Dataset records
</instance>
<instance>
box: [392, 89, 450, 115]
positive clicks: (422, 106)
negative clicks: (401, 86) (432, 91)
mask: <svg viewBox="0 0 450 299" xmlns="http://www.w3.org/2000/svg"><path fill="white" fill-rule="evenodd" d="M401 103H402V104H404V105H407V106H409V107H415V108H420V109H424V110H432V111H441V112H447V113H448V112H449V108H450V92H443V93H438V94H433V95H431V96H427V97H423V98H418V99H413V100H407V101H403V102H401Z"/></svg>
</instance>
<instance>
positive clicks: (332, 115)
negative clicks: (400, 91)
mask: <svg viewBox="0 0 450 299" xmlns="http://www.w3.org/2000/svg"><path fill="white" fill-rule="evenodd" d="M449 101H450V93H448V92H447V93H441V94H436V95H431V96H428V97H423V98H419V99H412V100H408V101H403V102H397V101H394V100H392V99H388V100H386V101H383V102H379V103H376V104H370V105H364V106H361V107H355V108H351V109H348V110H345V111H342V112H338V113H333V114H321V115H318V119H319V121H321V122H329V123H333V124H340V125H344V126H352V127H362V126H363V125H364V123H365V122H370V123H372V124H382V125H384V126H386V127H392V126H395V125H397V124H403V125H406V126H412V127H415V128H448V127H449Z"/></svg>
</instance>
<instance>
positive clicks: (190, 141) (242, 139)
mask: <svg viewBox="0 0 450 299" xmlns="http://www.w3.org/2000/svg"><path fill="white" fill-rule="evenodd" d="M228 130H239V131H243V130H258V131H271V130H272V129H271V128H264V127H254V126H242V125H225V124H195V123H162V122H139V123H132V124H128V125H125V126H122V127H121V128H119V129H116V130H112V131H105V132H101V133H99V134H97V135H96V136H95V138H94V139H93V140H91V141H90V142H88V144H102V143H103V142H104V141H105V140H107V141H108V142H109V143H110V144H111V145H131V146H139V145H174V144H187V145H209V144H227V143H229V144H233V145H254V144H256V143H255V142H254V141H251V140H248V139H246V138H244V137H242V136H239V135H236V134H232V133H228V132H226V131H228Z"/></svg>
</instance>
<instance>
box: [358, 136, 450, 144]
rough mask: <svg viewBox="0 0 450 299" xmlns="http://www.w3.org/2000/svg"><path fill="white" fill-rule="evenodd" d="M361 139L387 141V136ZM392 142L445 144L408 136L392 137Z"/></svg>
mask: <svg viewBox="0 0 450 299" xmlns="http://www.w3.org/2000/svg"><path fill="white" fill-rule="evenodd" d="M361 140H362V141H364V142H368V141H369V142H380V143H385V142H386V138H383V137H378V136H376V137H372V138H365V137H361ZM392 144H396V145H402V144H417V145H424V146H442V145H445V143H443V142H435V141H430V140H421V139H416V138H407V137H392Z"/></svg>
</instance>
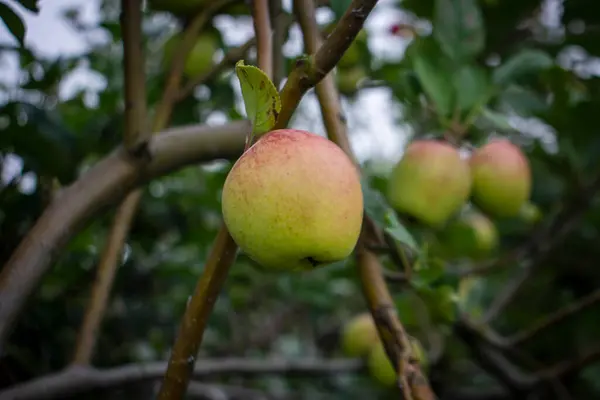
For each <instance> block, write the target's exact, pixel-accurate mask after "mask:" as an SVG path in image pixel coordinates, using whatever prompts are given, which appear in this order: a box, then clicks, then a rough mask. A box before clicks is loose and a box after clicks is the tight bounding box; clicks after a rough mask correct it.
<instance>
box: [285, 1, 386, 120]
mask: <svg viewBox="0 0 600 400" xmlns="http://www.w3.org/2000/svg"><path fill="white" fill-rule="evenodd" d="M375 4H377V0H353V1H352V2H351V3H350V5H349V6H348V9H347V10H346V12H345V13H344V15H343V16H342V18H340V21H339V22H338V23H337V25H336V27H335V29H334V30H333V32H332V33H331V35H329V36H328V37H327V40H326V41H325V42H324V43H323V45H322V46H321V47H320V48H319V50H318V51H317V53H316V54H315V55H314V57H312V61H308V62H307V60H306V59H303V58H301V59H299V60H298V61H297V62H296V67H295V68H294V70H292V72H291V73H290V75H289V76H288V80H287V81H286V83H285V85H284V87H283V89H282V90H281V112H280V113H279V117H278V118H277V123H276V124H275V127H274V128H273V129H281V128H285V127H286V126H287V125H288V123H289V121H290V119H291V118H292V115H293V114H294V112H295V111H296V108H297V107H298V104H299V103H300V100H302V97H303V96H304V94H305V93H306V92H307V91H308V90H309V89H310V88H312V87H313V86H315V85H316V84H318V83H319V82H320V81H321V79H323V78H324V77H325V75H327V74H328V73H329V72H330V71H331V70H332V69H333V67H334V66H335V65H336V64H337V63H338V61H339V60H340V59H341V58H342V56H343V54H344V53H345V52H346V50H348V47H350V45H351V44H352V42H353V41H354V38H355V37H356V35H358V32H360V30H361V28H362V26H363V24H364V22H365V20H366V19H367V17H368V16H369V14H370V13H371V11H372V10H373V8H374V7H375Z"/></svg>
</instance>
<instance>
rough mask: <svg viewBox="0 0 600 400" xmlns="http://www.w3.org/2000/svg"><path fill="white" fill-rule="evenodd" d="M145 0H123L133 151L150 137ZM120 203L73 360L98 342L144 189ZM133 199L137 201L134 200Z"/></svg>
mask: <svg viewBox="0 0 600 400" xmlns="http://www.w3.org/2000/svg"><path fill="white" fill-rule="evenodd" d="M141 6H142V3H141V1H140V0H122V1H121V10H122V11H121V21H120V22H121V30H122V31H123V52H124V55H123V69H124V70H125V90H124V92H125V134H124V138H123V143H124V145H125V148H126V149H128V150H129V151H130V152H131V153H132V154H135V152H136V151H137V150H138V148H139V146H140V144H142V143H144V142H145V141H146V140H147V135H145V134H144V133H146V132H147V131H146V130H145V129H144V128H145V127H144V124H145V122H146V74H145V58H144V52H143V51H142V9H141ZM133 193H134V194H133V196H132V195H130V196H128V197H127V198H126V200H125V202H124V203H123V204H122V205H121V206H120V207H119V209H118V210H117V213H116V216H115V222H114V224H113V226H112V228H111V231H110V233H109V235H108V238H107V241H106V244H105V248H104V249H103V251H102V258H101V260H100V263H99V264H98V270H97V274H96V279H95V282H94V285H93V288H92V293H91V295H90V300H89V303H88V306H87V309H86V312H85V316H84V319H83V323H82V326H81V330H80V332H79V336H78V338H77V343H76V345H75V351H74V355H73V362H74V363H80V364H88V363H89V362H90V359H91V358H92V355H93V351H94V347H95V345H96V335H97V332H98V330H99V329H100V325H101V323H102V317H103V316H104V311H105V309H106V303H107V301H108V298H109V296H110V290H111V287H112V284H113V280H114V276H115V274H116V271H117V268H118V265H119V263H118V259H119V258H120V256H121V252H122V251H123V243H124V242H125V238H126V237H127V232H128V231H129V226H130V224H131V220H132V219H133V214H134V213H133V212H130V211H129V210H130V209H131V208H132V207H133V208H135V204H137V202H138V201H139V199H140V197H141V192H140V191H135V192H133ZM132 203H133V204H132Z"/></svg>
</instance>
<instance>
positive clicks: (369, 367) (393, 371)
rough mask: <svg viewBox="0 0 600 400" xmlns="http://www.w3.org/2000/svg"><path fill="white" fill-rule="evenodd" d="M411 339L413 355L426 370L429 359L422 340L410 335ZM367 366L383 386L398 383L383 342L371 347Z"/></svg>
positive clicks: (393, 384)
mask: <svg viewBox="0 0 600 400" xmlns="http://www.w3.org/2000/svg"><path fill="white" fill-rule="evenodd" d="M409 339H410V343H411V351H412V355H413V357H415V359H416V360H417V361H418V363H419V365H420V366H421V368H422V369H425V370H426V369H427V368H428V364H427V361H428V360H427V354H426V352H425V349H423V345H421V342H420V341H419V340H418V339H416V338H414V337H409ZM367 368H368V370H369V373H370V374H371V377H372V378H374V379H375V380H376V381H377V382H379V383H381V384H382V385H383V386H389V387H391V386H395V385H396V382H397V381H398V375H397V374H396V371H395V370H394V366H393V365H392V363H391V362H390V359H389V358H388V356H387V353H386V352H385V348H384V347H383V342H381V341H379V342H378V343H377V344H375V345H374V346H373V347H372V348H371V351H370V352H369V357H368V358H367Z"/></svg>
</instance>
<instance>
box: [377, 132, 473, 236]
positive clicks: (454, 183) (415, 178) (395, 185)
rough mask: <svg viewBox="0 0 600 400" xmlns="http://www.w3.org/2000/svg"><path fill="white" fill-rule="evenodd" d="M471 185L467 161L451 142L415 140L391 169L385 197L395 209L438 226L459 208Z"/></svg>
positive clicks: (468, 169)
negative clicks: (458, 151) (386, 197)
mask: <svg viewBox="0 0 600 400" xmlns="http://www.w3.org/2000/svg"><path fill="white" fill-rule="evenodd" d="M470 189H471V174H470V170H469V164H468V163H467V162H466V161H465V160H463V159H462V158H461V157H460V154H459V153H458V151H457V150H456V149H455V148H454V147H453V146H452V145H450V144H447V143H444V142H441V141H437V140H429V139H427V140H416V141H414V142H412V143H411V144H409V145H408V146H407V148H406V152H405V153H404V156H403V157H402V159H401V160H400V161H399V162H398V163H397V164H396V165H395V167H394V169H393V170H392V174H391V176H390V179H389V185H388V196H387V197H388V200H389V203H390V205H391V206H392V207H393V208H394V209H396V211H398V212H401V213H405V214H408V215H411V216H413V217H414V218H416V219H418V220H420V221H421V222H423V223H425V224H427V225H430V226H432V227H434V228H438V227H441V226H442V225H443V224H445V223H446V222H447V221H448V219H449V218H450V217H451V216H453V215H454V214H455V213H456V212H458V211H459V209H460V208H461V207H462V205H463V204H464V203H465V202H466V201H467V199H468V197H469V193H470Z"/></svg>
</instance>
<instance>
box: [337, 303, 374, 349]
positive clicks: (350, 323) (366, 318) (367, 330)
mask: <svg viewBox="0 0 600 400" xmlns="http://www.w3.org/2000/svg"><path fill="white" fill-rule="evenodd" d="M378 341H379V333H378V332H377V326H376V325H375V321H374V320H373V317H372V316H371V314H370V313H368V312H366V313H363V314H359V315H357V316H355V317H354V318H352V319H351V320H350V321H348V323H346V325H345V326H344V328H343V330H342V351H343V352H344V354H345V355H346V356H348V357H363V356H367V355H368V354H369V351H370V350H371V348H372V347H373V345H375V344H376V343H377V342H378Z"/></svg>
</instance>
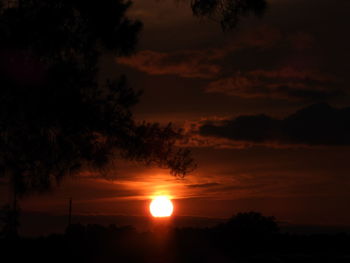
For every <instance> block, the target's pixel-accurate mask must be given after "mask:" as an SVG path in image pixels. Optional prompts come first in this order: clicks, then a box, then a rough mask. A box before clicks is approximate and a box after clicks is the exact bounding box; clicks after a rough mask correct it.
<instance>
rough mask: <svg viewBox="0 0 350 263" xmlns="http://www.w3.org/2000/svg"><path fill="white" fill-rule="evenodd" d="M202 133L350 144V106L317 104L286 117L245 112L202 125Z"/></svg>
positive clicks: (226, 135)
mask: <svg viewBox="0 0 350 263" xmlns="http://www.w3.org/2000/svg"><path fill="white" fill-rule="evenodd" d="M199 134H200V135H201V136H210V137H214V138H225V139H229V140H233V141H243V142H250V143H256V144H277V145H350V107H348V108H342V109H337V108H334V107H331V106H329V105H328V104H324V103H321V104H314V105H311V106H309V107H306V108H304V109H301V110H299V111H297V112H296V113H294V114H292V115H290V116H288V117H286V118H284V119H281V120H280V119H275V118H273V117H270V116H267V115H263V114H262V115H250V116H249V115H246V116H239V117H237V118H234V119H229V120H224V121H220V122H216V123H213V122H207V123H205V124H203V125H201V126H200V127H199Z"/></svg>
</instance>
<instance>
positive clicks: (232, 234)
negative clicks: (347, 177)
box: [0, 212, 350, 263]
mask: <svg viewBox="0 0 350 263" xmlns="http://www.w3.org/2000/svg"><path fill="white" fill-rule="evenodd" d="M0 243H1V244H0V247H1V256H2V258H3V259H4V258H11V261H12V262H27V261H29V260H30V261H32V260H33V262H67V261H68V262H99V263H105V262H288V263H289V262H332V263H334V262H335V263H337V262H349V259H350V247H349V244H350V236H349V234H346V233H340V234H313V235H294V234H288V233H281V232H280V231H279V228H278V224H277V223H276V221H275V219H274V218H272V217H265V216H262V215H261V214H259V213H254V212H250V213H240V214H237V215H236V216H234V217H232V218H231V219H230V220H229V221H228V222H226V223H223V224H220V225H217V226H215V227H212V228H171V227H169V226H166V225H161V224H160V225H158V226H156V227H155V228H154V229H153V230H152V231H149V232H144V233H140V232H137V231H136V230H135V229H134V228H132V227H117V226H115V225H111V226H109V227H104V226H100V225H87V226H84V225H81V224H75V225H71V226H69V227H68V228H67V229H66V232H65V233H64V234H62V235H51V236H47V237H42V238H36V239H20V240H17V241H9V240H5V239H3V240H1V241H0ZM9 256H10V257H9Z"/></svg>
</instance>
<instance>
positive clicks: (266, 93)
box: [206, 67, 343, 101]
mask: <svg viewBox="0 0 350 263" xmlns="http://www.w3.org/2000/svg"><path fill="white" fill-rule="evenodd" d="M334 86H336V80H335V78H333V77H332V76H327V75H326V74H322V73H320V72H318V71H316V70H297V69H294V68H292V67H286V68H281V69H277V70H254V71H249V72H238V73H236V74H234V75H233V76H231V77H228V78H222V79H218V80H216V81H213V82H211V83H210V84H209V85H208V87H207V88H206V92H208V93H222V94H226V95H229V96H237V97H243V98H273V99H287V100H309V101H315V100H316V101H317V100H318V101H320V100H321V101H322V100H323V101H324V100H327V99H329V98H332V97H335V96H338V95H340V94H342V93H343V92H342V91H341V90H339V89H338V88H334Z"/></svg>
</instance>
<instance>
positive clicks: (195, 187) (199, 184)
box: [188, 183, 220, 188]
mask: <svg viewBox="0 0 350 263" xmlns="http://www.w3.org/2000/svg"><path fill="white" fill-rule="evenodd" d="M218 185H220V184H219V183H205V184H190V185H188V187H190V188H208V187H213V186H218Z"/></svg>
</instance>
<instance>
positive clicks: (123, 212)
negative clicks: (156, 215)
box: [21, 0, 350, 225]
mask: <svg viewBox="0 0 350 263" xmlns="http://www.w3.org/2000/svg"><path fill="white" fill-rule="evenodd" d="M133 2H134V4H133V6H132V7H131V8H130V10H129V13H128V15H129V16H130V17H132V18H135V19H139V20H141V21H142V22H143V24H144V28H143V30H142V33H141V34H140V39H139V44H138V48H137V52H136V53H135V54H134V55H132V56H129V57H118V58H117V57H114V56H112V55H108V56H105V57H103V58H102V60H101V62H100V63H101V75H102V76H101V77H117V76H119V75H120V74H121V73H124V74H126V75H127V77H128V81H129V84H130V85H131V86H132V87H133V88H135V89H136V90H142V91H143V95H142V97H141V99H140V102H139V103H138V104H137V105H136V106H135V108H134V109H133V112H134V115H135V118H136V120H138V121H143V120H146V121H156V122H160V123H163V124H166V123H168V122H172V123H174V125H175V126H176V127H179V128H182V129H184V132H185V133H186V134H187V135H188V140H187V141H186V142H184V145H185V146H187V147H191V149H192V152H193V156H194V158H195V159H196V162H197V164H198V168H197V169H196V170H195V171H194V172H192V173H190V174H188V175H187V176H186V177H185V178H183V179H181V178H176V177H173V176H172V175H170V174H169V171H168V170H165V169H159V168H156V167H144V166H141V165H139V164H136V163H126V162H125V161H122V160H120V161H116V164H115V165H114V166H113V167H109V168H108V170H106V171H107V172H106V175H105V176H106V178H101V177H99V176H98V175H94V174H91V173H88V172H86V173H83V174H81V175H79V176H77V177H75V178H67V179H66V180H64V181H63V182H62V184H61V185H60V186H59V187H58V188H57V189H54V191H52V192H51V193H48V194H45V195H32V196H30V197H28V198H26V199H24V200H22V201H21V207H22V210H24V211H29V212H47V213H51V214H57V215H64V214H65V213H66V212H67V209H68V208H67V204H68V199H69V197H72V198H73V211H74V214H75V215H84V214H86V215H93V216H99V215H135V216H149V212H148V204H149V201H150V198H152V196H156V195H168V196H170V197H171V198H172V199H173V202H174V205H175V210H174V214H175V215H178V216H195V217H212V218H228V217H230V216H231V215H233V214H235V213H237V212H244V211H252V210H254V211H260V212H262V213H263V214H265V215H273V216H275V217H276V218H277V219H278V221H280V222H288V223H291V224H316V225H350V212H349V210H348V203H349V201H350V192H349V189H350V188H349V187H350V177H349V174H350V168H349V165H348V158H349V156H350V155H349V154H350V147H349V146H350V136H349V133H348V132H349V130H350V128H349V121H350V110H349V108H347V107H349V106H350V97H349V89H350V88H349V87H350V85H349V84H350V78H349V74H348V70H349V66H348V65H349V60H350V51H349V47H350V36H349V34H348V33H347V32H348V26H349V24H350V21H349V20H350V16H349V15H350V2H349V1H347V0H337V1H333V0H318V1H316V0H269V1H267V2H268V8H267V10H266V12H265V14H264V16H263V17H259V18H257V17H254V16H249V17H243V18H241V19H240V21H239V24H238V26H237V27H236V28H235V29H233V30H226V31H223V30H222V28H221V27H220V24H219V23H217V22H215V21H213V20H210V19H206V18H203V17H202V18H199V17H195V16H193V14H192V10H191V8H190V3H189V1H185V0H183V1H172V0H162V1H161V0H159V1H155V0H154V1H153V0H134V1H133Z"/></svg>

◆ **To do**
Copy out the data above again, without changes, from its first line through the line that contains "negative clicks: (401, 86) (432, 91)", including both ends.

◆ **Task response**
</instance>
<instance>
box: [392, 89, 450, 115]
positive clicks: (422, 106)
negative clicks: (401, 86) (432, 91)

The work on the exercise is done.